● **Work to complete**:
a. In the blog post on writing with Mad Libs, how many companies does the author say run English language publishing?
b. Reproduce the blog post on writing with Mad Libs between "I love thrillers." and "a new novel.", inclusive.
c. Carry on the blog post on writing with Mad Libs, starting after its final sentence.

====== Provided passage

Sunday, January 16, 2011

Writing With Mad Libs

I love thrillers.  Love them.  Did I mention that I love them?  Lately, however, I've seen my some of my favorite writers turn to a process that I call "writing with Mad Libs."

You remember Mad Libs, right?  The perfect intellectual exercise for long car rides when you were a kid... the best way to entertain your friends by inserting the dirtiest double entendres possible into the blanks... they were a blast.  Now, though, it seems that some writers have begun building their own templates and just inserting things into the blanks to make a new novel.

Here's what I mean:  (COOL HERO NAME), a hero who formerly worked with (TOUGH GOVERNMENT AGENCY) is now a (EVEN COOLER GOVERNMENT AGENCY) fixer, operating outside the normal laws of (INSERT WESTERN CULTURE COUNTRY), must stop (TERRORIST OR TERRORIST GROUP) from  (HORRIBLE CATASTROPHE) in (CITY IN WESTERN CULTURE COUNTRY) or millions of people will certainly die a horrific death.  (SEXY, BUT INTELLIGENT SOUNDING FEMALE NAME), a (JOB THAT DOESN'T SEEM COOL AT ALL BUT MAKES HER SOUND SMART) with (PRESTIGIOUS UNIVERSITY OR GOVERNMENT AGENCY), works with him to find the bad guys, stop the threat and save the day.

Insert some action scenes in remote places, lots of technical talk between the female and male leads, and make the bad guy really, really creepy and you've got yourself a novel.  A lot of people have used this formula to perfection and have built decent careers on either this or the template where the cool sounding hero and the sexy, yet smart female lead must find an ancient artifact before the baddies do.  There are tons of writers who have done this, and a vast minority of them are published.  Yes, you read that right, the six companies that run English language publishing (from here on after known as the Big 6), pay people to write this crap because it's "original" and "something different".  Agents rep these books because they are "innovative" and "creative."

============
====== Dataset extract

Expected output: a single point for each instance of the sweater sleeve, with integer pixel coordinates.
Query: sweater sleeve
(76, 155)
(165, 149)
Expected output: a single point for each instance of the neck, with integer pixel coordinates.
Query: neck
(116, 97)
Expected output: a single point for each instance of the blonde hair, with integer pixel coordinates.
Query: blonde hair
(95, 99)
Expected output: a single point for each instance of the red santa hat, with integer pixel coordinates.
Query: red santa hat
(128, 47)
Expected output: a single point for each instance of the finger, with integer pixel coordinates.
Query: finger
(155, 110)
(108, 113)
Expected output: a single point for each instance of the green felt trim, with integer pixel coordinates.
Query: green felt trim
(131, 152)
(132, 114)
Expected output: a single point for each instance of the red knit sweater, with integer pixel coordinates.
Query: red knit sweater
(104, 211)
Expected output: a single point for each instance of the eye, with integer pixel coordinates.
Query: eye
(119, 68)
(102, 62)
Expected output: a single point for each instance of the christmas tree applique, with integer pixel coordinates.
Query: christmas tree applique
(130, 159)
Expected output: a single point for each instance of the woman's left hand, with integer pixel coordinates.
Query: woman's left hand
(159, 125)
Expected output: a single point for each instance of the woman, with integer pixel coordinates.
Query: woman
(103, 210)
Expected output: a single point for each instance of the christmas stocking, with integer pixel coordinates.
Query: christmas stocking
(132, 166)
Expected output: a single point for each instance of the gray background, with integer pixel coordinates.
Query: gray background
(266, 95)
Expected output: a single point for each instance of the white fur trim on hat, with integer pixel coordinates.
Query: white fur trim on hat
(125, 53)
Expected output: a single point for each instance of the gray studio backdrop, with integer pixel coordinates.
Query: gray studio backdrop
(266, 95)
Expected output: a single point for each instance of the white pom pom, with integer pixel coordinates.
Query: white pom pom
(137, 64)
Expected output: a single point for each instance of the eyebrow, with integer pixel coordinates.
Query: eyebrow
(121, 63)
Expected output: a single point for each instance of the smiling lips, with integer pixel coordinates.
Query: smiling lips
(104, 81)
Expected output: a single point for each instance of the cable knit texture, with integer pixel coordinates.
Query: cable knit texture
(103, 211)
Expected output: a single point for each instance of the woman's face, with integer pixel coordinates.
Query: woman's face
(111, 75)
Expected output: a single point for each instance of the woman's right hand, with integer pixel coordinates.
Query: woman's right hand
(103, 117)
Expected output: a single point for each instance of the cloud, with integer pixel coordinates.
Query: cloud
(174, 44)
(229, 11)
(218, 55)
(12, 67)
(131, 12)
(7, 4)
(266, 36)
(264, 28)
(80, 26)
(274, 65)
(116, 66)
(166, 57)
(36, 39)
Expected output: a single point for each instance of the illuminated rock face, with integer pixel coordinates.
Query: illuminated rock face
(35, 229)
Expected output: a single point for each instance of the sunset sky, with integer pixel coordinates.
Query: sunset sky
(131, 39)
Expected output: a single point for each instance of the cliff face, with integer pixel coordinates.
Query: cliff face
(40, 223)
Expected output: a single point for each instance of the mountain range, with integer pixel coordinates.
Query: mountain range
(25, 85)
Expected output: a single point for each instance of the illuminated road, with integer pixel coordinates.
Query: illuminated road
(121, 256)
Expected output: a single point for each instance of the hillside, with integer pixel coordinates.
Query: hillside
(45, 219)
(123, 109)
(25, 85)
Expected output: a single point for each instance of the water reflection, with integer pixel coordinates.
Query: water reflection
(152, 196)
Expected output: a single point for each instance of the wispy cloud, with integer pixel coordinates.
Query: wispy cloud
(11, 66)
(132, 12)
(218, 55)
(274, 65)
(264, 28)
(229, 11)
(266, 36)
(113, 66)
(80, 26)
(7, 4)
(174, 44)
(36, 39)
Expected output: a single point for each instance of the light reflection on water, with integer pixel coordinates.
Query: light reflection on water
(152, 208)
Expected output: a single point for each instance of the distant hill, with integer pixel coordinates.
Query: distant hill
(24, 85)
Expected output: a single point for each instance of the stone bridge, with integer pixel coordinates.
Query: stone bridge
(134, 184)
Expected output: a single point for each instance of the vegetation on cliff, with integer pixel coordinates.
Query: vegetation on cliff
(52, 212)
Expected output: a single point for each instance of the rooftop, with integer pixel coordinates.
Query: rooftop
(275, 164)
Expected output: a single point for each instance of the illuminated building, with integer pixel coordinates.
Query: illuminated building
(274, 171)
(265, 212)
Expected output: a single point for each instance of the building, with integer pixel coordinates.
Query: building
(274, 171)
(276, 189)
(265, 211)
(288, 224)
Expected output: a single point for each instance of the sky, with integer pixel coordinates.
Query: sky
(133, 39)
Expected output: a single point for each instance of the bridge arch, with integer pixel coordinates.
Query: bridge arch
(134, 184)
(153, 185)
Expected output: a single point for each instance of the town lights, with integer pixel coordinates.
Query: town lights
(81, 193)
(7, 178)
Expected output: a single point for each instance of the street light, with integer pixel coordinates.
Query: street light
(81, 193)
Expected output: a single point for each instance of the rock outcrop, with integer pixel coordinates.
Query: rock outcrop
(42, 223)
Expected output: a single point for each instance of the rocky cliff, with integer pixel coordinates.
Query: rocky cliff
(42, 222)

============

● **Responses for each task**:
a. Six, which the author calls the Big 6.

b.
I love thrillers.  Love them.  Did I mention that I love them?  Lately, however, I've seen my some of my favorite writers turn to a process that I call "writing with Mad Libs."

You remember Mad Libs, right?  The perfect intellectual exercise for long car rides when you were a kid... the best way to entertain your friends by inserting the dirtiest double entendres possible into the blanks... they were a blast.  Now, though, it seems that some writers have begun building their own templates and just inserting things into the blanks to make a new novel.

c.
Uh... no, they're not.  They are the same book.  If you could do a search for thrillers that are based around the search for Atlantis or a legend of the Knights Templar or the Book of Genesis, you'd come up with a ton of responses.  Do the same thing with the modern-day terrorism novel.

Now,  I am not saying that we should stop reading or writing these novels.  Far from it.  Because they are all escapism, and we LOVE escapism.  But there has to be a different formula out there, doesn't there?  Anyone?  Bueller?  

1 comment:

  1. I had to laugh when I read this, because I've often thought the same thing - only I never made the Madlibs connections before :) My feeling is that, increasingly, novels emulate movies of the same genre - and mainstream movies have been pretty formulaic for years, IMO.
    Of course there are notable exceptions in the movie world; as for novels, I still believe there are (thankfully) more dynamic and original novels than predictable ones. And we budding authors will work to keep that balance!